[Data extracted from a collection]
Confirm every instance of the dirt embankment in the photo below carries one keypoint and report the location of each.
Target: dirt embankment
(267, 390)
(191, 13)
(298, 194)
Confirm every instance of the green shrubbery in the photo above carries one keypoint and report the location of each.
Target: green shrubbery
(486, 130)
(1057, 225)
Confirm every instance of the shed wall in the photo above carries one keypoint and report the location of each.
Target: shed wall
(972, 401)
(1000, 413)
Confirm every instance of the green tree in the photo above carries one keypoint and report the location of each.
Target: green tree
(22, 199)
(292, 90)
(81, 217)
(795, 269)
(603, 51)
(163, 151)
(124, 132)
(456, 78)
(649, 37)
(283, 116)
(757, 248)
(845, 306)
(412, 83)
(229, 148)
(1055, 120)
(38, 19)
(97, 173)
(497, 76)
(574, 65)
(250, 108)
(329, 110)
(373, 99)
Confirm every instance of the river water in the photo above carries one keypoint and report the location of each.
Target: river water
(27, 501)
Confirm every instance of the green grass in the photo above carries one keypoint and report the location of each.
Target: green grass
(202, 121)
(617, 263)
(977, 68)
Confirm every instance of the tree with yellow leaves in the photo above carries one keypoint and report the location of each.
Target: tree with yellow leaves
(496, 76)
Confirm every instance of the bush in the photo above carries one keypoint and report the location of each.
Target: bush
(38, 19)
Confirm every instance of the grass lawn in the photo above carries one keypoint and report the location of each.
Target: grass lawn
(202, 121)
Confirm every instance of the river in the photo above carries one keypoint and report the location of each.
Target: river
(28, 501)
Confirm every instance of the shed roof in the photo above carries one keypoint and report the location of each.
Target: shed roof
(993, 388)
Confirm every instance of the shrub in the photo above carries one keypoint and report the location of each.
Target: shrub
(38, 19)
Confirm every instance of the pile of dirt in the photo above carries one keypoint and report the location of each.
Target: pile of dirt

Task to carry out:
Retype all of the records above without a single alteration.

Solution for this problem:
Confirm every instance of the dirt embankment in the photo below carries one keypoint and report the location of each.
Target: dirt embankment
(267, 390)
(191, 13)
(298, 194)
Confirm every instance of the green shrubbery in the photo above carries one keypoint and report the location of each.
Target: green shrubbery
(486, 130)
(1057, 225)
Confirm every instance of the shed wall in the photo above carries one keypoint and report the location of each.
Target: shed wall
(972, 401)
(1000, 413)
Confirm every instance of the green tree in the photo above carries one keypoint and report the location of each.
Target: green tree
(22, 199)
(292, 90)
(81, 217)
(795, 269)
(603, 51)
(163, 151)
(124, 132)
(456, 78)
(649, 37)
(283, 116)
(757, 248)
(845, 306)
(412, 83)
(229, 148)
(1055, 120)
(38, 19)
(97, 173)
(497, 76)
(574, 65)
(250, 108)
(329, 110)
(373, 99)
Confirm every instance of the river water in the photo above carries one keypoint and report the location of each.
Target: river water
(27, 501)
Confirm every instance of the green grass in the photo above carries one keypoint and report the location of each.
Target: green grass
(202, 121)
(617, 263)
(977, 68)
Confirm every instance of the tree with yellow leaves in the photo above carries one keypoint and report the location of each.
Target: tree with yellow leaves
(496, 76)
Confirm every instance of the bush in the photo above carries one keypoint and report the location of each.
Target: bush
(38, 19)
Confirm every instance of the grass lawn in the photo above carries one keypoint and report the location of each.
Target: grass lawn
(202, 121)
Confirm every instance of the river in the photo above carries one keypoint and report the location of each.
Target: river
(28, 501)
Confirm every instance of the shed roof in the photo above carries one keypoint and report the location of each.
Target: shed roof
(993, 388)
Confirm every instance of the shrub in the photo above carries one keypoint and report the location of each.
Target: shrub
(38, 19)
Confirm every instance of the pile of dirt in the photo above carries one keypoint and report the location of each.
Target: pile of dirt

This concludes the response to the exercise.